Task statement - Copy out the stretch of the records from the line containing "Please trace the outline of every instance of the distant" through the line containing "POLYGON ((1 15, 5", word for word, and nothing else.
**** Exercise inputs ****
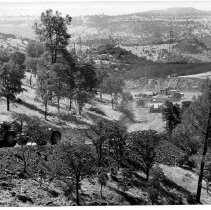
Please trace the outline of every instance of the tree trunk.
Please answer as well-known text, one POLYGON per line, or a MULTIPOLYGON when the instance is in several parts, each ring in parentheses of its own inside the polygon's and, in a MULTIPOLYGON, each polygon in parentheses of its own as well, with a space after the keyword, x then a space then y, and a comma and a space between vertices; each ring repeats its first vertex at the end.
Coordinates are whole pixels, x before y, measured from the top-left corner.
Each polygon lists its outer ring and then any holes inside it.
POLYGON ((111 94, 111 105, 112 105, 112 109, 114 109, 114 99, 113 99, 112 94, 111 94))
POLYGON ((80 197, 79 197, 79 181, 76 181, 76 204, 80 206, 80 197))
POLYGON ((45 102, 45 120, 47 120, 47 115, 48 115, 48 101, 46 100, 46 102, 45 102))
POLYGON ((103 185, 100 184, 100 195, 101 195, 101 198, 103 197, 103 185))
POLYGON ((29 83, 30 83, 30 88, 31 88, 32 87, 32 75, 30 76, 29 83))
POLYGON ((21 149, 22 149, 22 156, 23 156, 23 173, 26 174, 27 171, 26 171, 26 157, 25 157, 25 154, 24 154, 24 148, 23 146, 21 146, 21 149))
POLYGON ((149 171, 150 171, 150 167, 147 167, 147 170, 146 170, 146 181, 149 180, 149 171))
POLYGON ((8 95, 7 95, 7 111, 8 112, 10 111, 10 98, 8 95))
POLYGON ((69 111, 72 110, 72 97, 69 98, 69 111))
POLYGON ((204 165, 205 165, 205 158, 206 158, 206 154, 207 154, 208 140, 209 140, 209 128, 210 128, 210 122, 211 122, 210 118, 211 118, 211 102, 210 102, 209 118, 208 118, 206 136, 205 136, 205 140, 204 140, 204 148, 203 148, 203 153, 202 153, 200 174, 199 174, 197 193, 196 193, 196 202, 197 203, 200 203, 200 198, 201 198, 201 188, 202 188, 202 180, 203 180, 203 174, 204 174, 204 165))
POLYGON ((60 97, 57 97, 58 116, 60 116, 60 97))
****
**** Exercise inputs ****
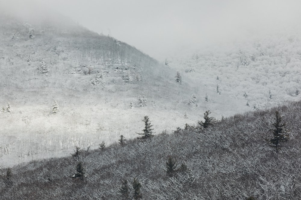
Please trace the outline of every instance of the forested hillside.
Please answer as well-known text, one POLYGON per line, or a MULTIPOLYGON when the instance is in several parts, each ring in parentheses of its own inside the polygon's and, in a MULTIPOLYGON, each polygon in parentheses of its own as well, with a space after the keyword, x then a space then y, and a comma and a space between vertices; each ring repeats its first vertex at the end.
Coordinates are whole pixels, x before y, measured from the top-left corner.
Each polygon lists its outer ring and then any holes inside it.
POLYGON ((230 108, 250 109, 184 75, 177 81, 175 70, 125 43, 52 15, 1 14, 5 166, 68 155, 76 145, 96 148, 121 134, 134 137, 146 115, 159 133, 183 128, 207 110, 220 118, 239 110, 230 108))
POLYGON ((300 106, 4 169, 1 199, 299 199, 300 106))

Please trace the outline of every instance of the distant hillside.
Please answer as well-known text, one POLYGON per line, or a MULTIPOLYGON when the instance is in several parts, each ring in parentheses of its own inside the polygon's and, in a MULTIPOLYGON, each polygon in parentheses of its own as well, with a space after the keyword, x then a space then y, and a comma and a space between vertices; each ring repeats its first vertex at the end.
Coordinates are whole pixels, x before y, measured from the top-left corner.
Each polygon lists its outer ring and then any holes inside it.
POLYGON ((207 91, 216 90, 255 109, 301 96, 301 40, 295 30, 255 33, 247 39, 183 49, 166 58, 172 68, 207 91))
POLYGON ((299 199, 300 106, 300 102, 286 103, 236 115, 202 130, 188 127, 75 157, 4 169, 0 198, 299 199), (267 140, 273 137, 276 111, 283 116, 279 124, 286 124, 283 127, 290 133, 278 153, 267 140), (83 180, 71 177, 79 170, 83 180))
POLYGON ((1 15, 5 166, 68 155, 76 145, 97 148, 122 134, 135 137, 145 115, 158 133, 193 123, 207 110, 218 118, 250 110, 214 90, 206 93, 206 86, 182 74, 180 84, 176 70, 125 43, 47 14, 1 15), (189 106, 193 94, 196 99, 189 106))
****
Expected answer -
Please trace the outline of every instance of the distant hillside.
Please answer as well-known text, one POLYGON per line, or a MULTIPOLYGON when the instance is in several parts, each ring in parentheses of its own inside the polygon's and, in a MULTIPOLYGON, each polygon in parentheses of its own as well, with a space after the keyword, x then a space then y, and a comma and a space between vertices; each ring repeats its first vertex at the end.
Coordinates are whole pixels, x before y, measured from the top-left corner.
Each polygon lists its outer ring and then any holes inside it.
POLYGON ((207 91, 216 90, 255 109, 301 96, 301 40, 295 30, 255 33, 247 39, 183 49, 166 58, 172 68, 207 91))
POLYGON ((299 199, 300 106, 300 102, 286 103, 236 115, 202 130, 188 127, 75 157, 4 169, 0 198, 299 199), (267 140, 273 137, 276 111, 283 116, 279 124, 286 124, 283 127, 290 133, 278 153, 267 140), (83 180, 71 177, 79 170, 83 180))
POLYGON ((1 15, 5 166, 68 155, 76 145, 97 148, 122 134, 135 137, 145 115, 158 133, 193 123, 207 110, 218 118, 250 110, 214 90, 206 93, 206 86, 182 74, 180 84, 176 70, 125 43, 47 14, 1 15), (189 106, 193 94, 196 99, 189 106))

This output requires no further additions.